**The data:**
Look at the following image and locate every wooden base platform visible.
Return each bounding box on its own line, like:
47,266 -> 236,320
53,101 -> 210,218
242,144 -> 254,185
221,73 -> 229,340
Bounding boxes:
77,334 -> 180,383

**Set problem:** Gather all lines from the rows above that contain the word "every". Copy each one in full.

**Exercise answer:**
Look at the following image and locate every wooden base platform visible.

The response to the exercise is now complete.